Exercise objective:
Copy the data verbatim and leave out every picture.

=======

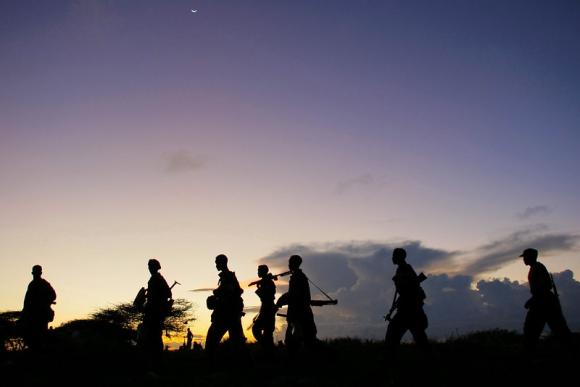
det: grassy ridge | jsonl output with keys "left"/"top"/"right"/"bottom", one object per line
{"left": 1, "top": 330, "right": 578, "bottom": 387}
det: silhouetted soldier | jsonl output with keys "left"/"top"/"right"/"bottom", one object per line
{"left": 521, "top": 248, "right": 572, "bottom": 352}
{"left": 20, "top": 265, "right": 56, "bottom": 350}
{"left": 142, "top": 259, "right": 172, "bottom": 372}
{"left": 251, "top": 264, "right": 277, "bottom": 349}
{"left": 384, "top": 248, "right": 429, "bottom": 354}
{"left": 276, "top": 255, "right": 317, "bottom": 352}
{"left": 205, "top": 254, "right": 246, "bottom": 358}
{"left": 186, "top": 327, "right": 193, "bottom": 350}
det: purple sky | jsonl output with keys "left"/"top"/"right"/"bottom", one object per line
{"left": 1, "top": 0, "right": 580, "bottom": 340}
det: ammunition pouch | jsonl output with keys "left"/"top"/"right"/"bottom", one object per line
{"left": 206, "top": 295, "right": 218, "bottom": 310}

=======

Output below:
det: grassy ridge | jsonl output with keys "left"/"top"/"right"/"bottom", one object per line
{"left": 1, "top": 330, "right": 578, "bottom": 387}
det: silhouetted soldier | jsonl output with keys "left"/"top"/"right"/"bottom", one object per line
{"left": 521, "top": 248, "right": 572, "bottom": 352}
{"left": 20, "top": 265, "right": 56, "bottom": 350}
{"left": 142, "top": 259, "right": 172, "bottom": 372}
{"left": 251, "top": 264, "right": 277, "bottom": 349}
{"left": 384, "top": 248, "right": 429, "bottom": 354}
{"left": 276, "top": 255, "right": 317, "bottom": 352}
{"left": 205, "top": 254, "right": 246, "bottom": 358}
{"left": 186, "top": 327, "right": 193, "bottom": 350}
det: purple sky | jsonl output with keys "left"/"top"/"right"/"bottom", one object per line
{"left": 1, "top": 0, "right": 580, "bottom": 340}
det: ammunition pouch | jsonl output with keys "left"/"top"/"right"/"bottom", one object per line
{"left": 206, "top": 295, "right": 218, "bottom": 310}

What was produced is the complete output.